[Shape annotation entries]
---+---
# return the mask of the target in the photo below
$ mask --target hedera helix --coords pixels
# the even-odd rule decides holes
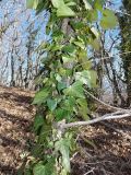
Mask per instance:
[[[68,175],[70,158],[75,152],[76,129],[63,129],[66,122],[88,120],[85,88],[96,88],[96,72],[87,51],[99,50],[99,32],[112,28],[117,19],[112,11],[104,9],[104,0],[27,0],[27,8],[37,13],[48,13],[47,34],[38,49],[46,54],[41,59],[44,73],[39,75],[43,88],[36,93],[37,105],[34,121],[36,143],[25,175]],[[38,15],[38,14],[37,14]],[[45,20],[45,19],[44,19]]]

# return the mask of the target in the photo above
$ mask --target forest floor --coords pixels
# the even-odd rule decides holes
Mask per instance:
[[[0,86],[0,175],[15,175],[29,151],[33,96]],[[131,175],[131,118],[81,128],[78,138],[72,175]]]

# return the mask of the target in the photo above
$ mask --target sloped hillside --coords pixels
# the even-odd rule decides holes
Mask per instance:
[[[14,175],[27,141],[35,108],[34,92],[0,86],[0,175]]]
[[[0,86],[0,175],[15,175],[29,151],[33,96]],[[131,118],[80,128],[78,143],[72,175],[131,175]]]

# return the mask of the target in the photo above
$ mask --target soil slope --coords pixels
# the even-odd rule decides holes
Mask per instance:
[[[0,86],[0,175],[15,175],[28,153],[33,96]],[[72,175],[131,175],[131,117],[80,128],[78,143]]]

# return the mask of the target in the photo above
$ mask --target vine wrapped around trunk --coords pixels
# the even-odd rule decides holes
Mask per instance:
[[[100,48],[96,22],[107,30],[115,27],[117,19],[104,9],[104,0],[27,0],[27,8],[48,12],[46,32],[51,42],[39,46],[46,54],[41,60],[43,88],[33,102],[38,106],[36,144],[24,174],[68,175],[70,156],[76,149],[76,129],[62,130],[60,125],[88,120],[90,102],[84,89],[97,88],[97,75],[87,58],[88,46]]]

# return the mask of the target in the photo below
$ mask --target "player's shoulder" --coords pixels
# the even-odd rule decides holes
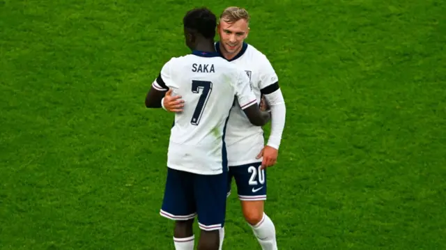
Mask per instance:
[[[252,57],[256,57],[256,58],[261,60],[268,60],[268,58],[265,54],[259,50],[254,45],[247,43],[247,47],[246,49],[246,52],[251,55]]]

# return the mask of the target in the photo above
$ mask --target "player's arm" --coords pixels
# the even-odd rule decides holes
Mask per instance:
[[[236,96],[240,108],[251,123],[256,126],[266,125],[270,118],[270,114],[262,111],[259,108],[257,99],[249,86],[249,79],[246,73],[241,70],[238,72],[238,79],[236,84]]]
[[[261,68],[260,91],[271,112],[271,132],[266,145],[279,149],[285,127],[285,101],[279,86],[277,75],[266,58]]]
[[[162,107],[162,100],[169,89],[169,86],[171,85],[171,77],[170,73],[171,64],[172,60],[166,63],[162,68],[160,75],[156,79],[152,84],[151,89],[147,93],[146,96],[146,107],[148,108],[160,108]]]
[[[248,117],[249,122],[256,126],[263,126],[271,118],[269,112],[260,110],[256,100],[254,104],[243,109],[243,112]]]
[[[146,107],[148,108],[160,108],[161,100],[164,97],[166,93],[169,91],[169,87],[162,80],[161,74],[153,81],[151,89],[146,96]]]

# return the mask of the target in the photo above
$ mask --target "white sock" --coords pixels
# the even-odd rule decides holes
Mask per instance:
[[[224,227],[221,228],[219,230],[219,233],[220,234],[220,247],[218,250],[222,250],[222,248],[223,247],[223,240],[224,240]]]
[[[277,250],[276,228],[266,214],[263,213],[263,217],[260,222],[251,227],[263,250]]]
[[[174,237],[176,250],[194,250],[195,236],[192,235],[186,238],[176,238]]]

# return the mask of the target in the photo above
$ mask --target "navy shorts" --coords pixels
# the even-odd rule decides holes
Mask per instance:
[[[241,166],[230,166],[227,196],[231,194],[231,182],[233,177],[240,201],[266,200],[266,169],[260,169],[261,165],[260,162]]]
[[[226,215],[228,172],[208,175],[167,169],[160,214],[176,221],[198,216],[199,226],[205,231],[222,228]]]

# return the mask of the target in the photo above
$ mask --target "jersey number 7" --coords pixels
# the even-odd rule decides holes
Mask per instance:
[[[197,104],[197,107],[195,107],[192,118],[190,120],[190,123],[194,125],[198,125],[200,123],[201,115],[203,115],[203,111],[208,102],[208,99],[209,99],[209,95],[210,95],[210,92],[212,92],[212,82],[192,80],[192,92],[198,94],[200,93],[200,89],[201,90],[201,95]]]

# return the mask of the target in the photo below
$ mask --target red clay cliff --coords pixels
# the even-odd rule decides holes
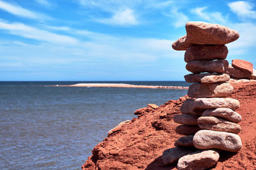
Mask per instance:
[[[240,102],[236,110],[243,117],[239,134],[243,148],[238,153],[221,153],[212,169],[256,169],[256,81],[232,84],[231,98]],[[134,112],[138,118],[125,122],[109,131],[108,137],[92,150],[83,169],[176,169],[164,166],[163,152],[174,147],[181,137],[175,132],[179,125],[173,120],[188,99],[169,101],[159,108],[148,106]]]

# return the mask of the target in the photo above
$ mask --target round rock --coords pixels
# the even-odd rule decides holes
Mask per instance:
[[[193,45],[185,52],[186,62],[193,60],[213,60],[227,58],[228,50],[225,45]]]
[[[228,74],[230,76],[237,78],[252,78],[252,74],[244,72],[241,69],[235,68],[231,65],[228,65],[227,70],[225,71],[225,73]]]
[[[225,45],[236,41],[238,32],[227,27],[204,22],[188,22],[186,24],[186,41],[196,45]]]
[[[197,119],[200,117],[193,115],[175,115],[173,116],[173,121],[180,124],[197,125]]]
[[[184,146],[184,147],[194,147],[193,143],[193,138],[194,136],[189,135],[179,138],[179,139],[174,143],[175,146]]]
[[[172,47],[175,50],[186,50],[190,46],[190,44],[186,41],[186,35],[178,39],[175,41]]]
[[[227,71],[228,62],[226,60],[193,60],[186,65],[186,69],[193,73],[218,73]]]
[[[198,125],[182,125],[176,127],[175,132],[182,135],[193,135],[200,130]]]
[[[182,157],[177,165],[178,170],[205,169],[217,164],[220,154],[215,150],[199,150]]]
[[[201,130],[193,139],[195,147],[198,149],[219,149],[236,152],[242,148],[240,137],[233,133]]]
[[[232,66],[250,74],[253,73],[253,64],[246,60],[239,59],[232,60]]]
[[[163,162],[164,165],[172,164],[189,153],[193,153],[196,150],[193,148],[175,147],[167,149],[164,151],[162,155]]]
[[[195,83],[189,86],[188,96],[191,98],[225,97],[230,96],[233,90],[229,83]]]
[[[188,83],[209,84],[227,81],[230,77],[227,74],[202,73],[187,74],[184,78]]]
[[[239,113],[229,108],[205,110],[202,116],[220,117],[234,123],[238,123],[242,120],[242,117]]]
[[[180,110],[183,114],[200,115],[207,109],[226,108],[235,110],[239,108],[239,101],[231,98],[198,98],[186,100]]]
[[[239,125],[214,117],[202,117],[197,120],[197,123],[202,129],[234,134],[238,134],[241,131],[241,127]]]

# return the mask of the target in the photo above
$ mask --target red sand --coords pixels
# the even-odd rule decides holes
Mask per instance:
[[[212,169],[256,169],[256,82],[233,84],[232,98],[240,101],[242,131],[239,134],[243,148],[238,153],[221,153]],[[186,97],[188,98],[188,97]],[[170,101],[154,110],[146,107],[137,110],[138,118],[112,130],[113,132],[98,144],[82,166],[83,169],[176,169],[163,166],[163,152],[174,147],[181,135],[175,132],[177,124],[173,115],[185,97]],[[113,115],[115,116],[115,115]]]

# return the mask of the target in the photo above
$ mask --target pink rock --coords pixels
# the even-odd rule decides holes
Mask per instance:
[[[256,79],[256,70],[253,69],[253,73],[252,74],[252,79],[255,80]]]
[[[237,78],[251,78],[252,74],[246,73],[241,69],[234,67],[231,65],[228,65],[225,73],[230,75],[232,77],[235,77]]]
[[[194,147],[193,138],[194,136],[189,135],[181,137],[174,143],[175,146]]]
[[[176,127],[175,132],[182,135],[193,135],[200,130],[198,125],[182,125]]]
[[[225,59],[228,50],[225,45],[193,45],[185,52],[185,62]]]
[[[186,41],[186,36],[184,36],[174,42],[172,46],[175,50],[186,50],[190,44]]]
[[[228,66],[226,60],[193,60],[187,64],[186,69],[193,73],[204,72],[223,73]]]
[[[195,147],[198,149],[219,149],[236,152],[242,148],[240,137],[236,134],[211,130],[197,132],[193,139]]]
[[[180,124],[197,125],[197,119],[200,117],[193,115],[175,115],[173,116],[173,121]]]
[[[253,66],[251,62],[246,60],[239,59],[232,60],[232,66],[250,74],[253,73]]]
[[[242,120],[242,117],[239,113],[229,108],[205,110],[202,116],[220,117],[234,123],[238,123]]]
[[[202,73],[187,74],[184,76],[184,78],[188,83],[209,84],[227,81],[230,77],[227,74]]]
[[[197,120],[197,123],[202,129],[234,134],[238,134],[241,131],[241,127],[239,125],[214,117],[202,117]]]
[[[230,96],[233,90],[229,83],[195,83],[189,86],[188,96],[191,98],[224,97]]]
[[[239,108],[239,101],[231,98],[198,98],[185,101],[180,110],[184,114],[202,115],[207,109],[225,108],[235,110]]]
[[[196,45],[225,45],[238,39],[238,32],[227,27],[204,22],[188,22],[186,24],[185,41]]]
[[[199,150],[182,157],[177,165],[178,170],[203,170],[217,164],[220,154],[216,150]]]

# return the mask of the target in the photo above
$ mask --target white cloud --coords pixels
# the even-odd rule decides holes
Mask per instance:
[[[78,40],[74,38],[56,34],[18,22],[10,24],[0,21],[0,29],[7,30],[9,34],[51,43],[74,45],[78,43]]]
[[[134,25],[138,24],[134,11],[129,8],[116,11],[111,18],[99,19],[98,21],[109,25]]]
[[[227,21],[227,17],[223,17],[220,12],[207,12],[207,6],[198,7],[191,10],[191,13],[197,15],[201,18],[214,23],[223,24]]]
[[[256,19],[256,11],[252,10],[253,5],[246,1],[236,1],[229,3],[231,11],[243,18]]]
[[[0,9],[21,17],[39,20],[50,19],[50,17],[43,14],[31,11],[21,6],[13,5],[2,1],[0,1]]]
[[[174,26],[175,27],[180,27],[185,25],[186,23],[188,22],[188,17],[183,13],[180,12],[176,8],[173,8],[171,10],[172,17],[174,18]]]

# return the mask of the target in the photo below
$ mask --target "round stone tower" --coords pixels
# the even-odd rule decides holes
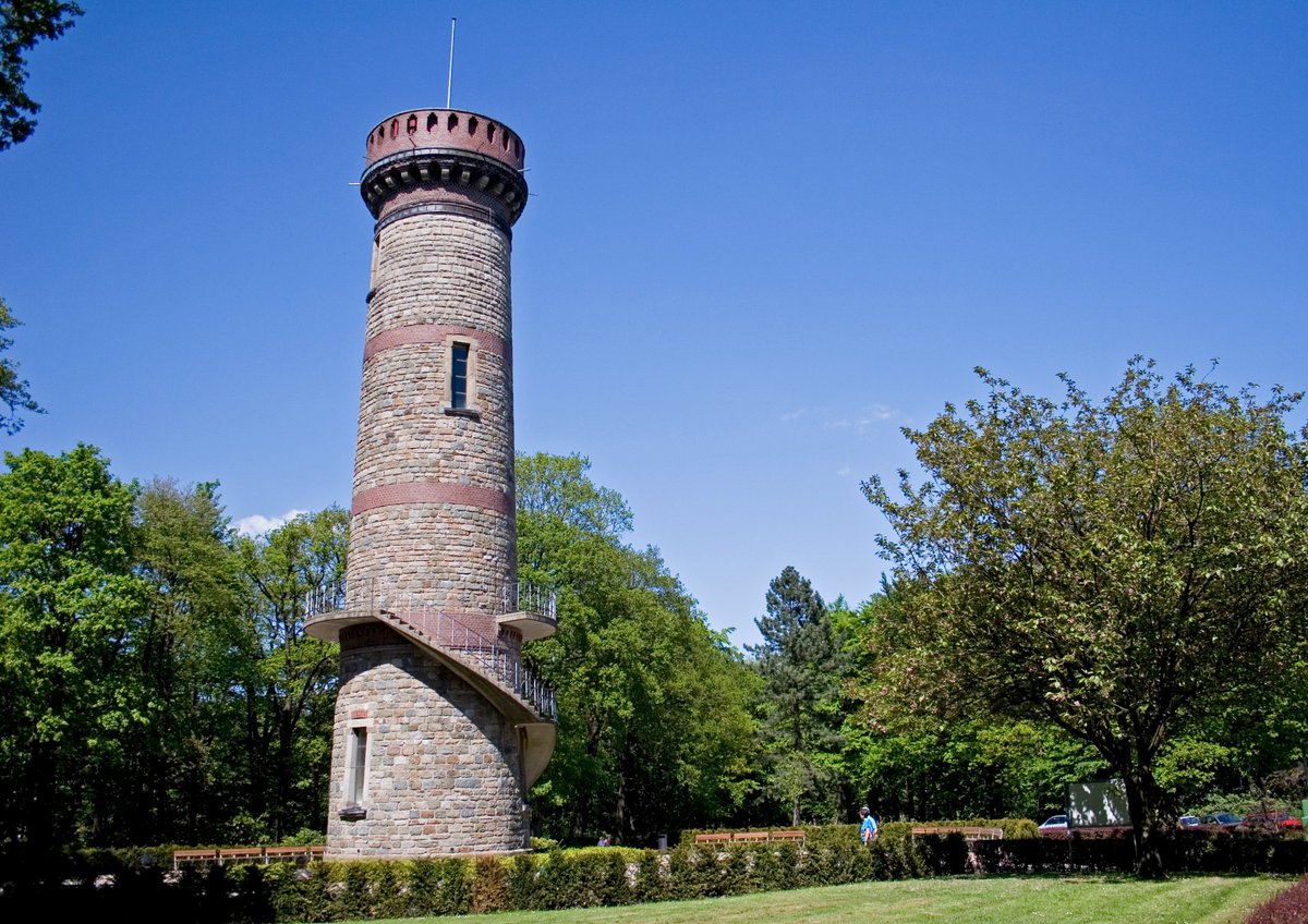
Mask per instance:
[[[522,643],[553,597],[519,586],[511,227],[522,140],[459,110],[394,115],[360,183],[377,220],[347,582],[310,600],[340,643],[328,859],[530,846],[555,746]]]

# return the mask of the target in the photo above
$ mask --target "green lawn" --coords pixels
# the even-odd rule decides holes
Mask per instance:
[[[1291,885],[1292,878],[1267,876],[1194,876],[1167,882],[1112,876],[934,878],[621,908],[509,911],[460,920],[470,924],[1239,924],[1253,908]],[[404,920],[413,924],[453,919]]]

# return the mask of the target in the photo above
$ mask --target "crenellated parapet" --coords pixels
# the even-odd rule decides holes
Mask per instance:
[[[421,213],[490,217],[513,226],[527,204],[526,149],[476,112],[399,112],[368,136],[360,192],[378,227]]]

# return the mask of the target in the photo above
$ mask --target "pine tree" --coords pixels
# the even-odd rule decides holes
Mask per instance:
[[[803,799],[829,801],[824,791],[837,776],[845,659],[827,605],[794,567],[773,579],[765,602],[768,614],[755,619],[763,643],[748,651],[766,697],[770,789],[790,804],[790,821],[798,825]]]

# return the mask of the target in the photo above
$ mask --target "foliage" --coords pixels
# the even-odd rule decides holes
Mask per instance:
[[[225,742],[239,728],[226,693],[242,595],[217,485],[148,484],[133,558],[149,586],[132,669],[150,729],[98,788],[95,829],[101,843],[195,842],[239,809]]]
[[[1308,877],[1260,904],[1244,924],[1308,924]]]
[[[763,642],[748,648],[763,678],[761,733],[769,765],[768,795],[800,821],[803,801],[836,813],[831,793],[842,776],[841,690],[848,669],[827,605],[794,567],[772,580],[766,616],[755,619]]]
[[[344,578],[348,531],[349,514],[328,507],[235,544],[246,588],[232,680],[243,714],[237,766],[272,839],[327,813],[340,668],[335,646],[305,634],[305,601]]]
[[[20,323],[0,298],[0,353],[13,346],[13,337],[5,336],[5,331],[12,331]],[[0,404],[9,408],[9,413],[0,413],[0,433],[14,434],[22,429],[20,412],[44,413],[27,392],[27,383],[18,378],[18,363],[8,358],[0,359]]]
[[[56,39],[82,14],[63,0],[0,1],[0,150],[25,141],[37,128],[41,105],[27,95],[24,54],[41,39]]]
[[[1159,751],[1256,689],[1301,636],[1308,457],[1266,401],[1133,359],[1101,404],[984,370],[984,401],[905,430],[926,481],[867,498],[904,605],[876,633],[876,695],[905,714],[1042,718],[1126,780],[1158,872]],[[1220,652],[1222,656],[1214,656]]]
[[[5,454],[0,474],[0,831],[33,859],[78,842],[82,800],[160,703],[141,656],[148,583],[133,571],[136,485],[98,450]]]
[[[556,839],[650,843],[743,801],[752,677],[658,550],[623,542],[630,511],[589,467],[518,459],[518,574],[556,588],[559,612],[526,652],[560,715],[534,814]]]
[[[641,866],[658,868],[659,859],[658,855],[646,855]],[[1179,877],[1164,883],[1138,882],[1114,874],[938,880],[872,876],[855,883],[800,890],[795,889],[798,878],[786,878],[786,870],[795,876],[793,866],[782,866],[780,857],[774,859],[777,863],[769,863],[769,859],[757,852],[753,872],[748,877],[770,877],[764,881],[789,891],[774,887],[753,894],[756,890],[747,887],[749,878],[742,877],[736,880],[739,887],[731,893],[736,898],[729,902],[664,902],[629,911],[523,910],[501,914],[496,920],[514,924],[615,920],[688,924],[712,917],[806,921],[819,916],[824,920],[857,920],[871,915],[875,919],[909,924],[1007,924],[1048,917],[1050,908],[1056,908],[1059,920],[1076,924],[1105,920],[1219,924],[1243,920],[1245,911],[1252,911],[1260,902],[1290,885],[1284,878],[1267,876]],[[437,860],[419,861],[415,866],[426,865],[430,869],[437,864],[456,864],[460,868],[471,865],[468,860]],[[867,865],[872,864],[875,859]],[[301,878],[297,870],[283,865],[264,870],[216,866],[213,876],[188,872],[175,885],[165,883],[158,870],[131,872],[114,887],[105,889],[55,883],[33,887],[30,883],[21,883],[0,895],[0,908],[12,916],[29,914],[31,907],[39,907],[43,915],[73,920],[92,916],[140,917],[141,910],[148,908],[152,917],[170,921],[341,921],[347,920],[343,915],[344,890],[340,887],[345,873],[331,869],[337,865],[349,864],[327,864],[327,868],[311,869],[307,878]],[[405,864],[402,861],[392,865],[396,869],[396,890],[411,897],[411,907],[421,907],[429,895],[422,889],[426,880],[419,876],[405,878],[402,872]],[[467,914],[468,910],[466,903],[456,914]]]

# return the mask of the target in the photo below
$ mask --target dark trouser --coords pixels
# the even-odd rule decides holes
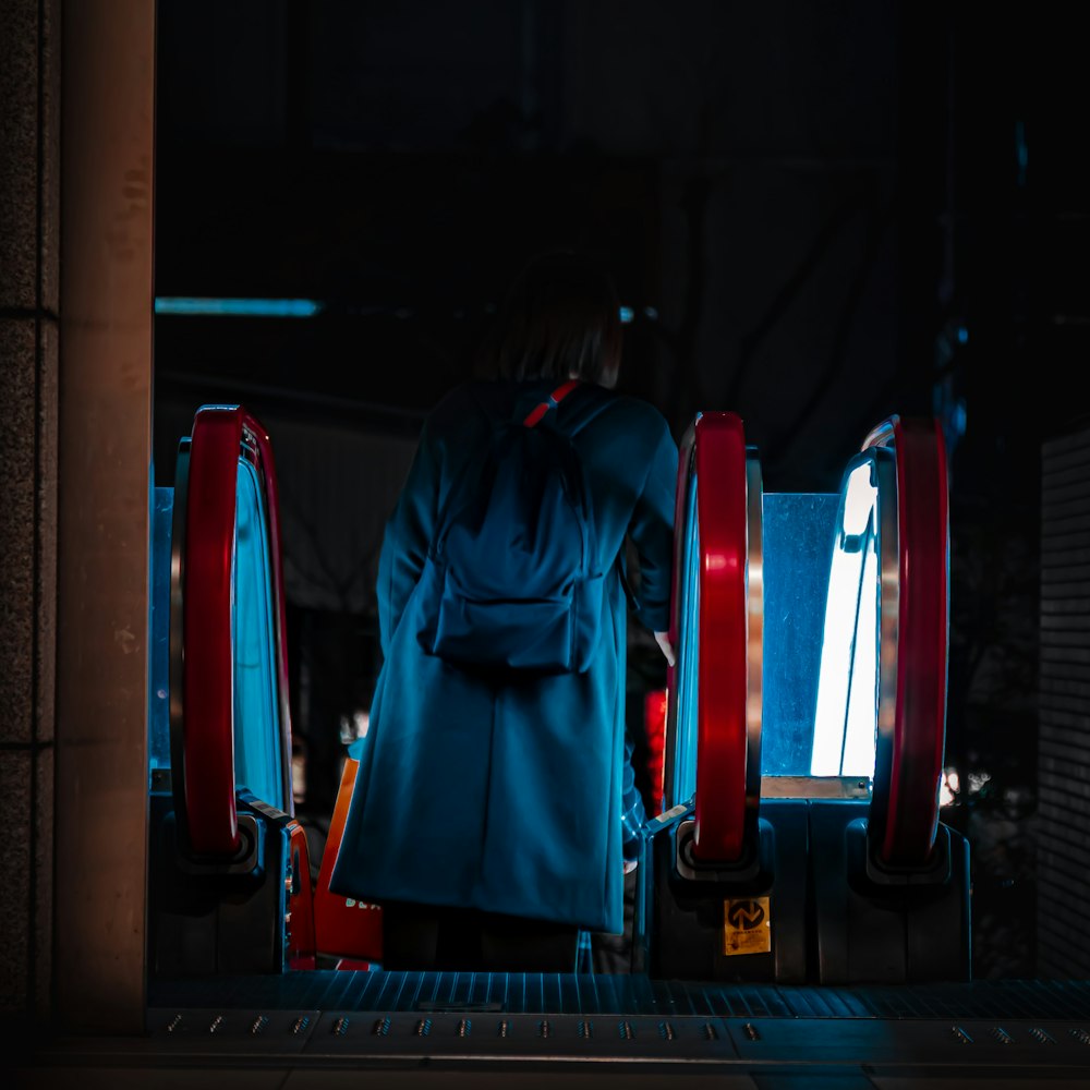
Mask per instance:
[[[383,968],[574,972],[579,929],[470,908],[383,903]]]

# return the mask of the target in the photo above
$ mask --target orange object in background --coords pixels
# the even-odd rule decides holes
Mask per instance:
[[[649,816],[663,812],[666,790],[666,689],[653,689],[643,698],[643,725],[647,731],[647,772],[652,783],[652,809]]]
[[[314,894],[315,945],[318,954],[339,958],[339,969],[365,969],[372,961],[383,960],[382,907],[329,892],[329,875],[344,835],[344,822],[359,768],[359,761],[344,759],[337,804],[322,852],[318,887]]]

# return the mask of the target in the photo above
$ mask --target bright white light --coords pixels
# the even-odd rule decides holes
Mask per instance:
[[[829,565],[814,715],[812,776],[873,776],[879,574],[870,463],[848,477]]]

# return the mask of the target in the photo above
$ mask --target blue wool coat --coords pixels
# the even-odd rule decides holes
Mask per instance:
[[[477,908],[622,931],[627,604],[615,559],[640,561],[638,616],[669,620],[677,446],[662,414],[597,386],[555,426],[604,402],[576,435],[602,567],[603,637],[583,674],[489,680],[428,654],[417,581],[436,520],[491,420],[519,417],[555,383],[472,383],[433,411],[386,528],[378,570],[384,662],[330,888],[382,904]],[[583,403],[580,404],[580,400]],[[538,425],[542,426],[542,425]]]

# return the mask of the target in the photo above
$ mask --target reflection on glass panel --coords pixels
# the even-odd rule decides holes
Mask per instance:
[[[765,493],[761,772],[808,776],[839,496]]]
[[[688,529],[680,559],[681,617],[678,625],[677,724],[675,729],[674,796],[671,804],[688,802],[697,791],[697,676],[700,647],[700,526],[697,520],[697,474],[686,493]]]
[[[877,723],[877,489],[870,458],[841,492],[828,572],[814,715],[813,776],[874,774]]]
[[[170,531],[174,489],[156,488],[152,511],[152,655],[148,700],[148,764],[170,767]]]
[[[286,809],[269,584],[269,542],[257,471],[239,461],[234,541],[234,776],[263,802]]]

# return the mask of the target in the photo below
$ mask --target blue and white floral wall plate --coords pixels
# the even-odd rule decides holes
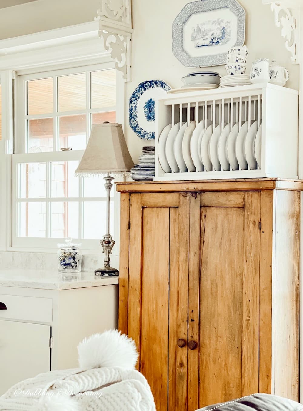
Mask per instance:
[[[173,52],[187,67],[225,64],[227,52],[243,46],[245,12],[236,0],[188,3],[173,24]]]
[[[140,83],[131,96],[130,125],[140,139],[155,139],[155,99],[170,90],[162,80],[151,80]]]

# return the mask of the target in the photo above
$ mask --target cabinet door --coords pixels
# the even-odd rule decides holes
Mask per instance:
---+---
## Exercise prompt
Find each line of the material above that contains the string "blue", treating uppercase and lowercase as different, and copy every such line.

## Written reply
$ mask --target blue wool coat --coords pixels
$ mask --target blue and white floral wall plate --coords pixels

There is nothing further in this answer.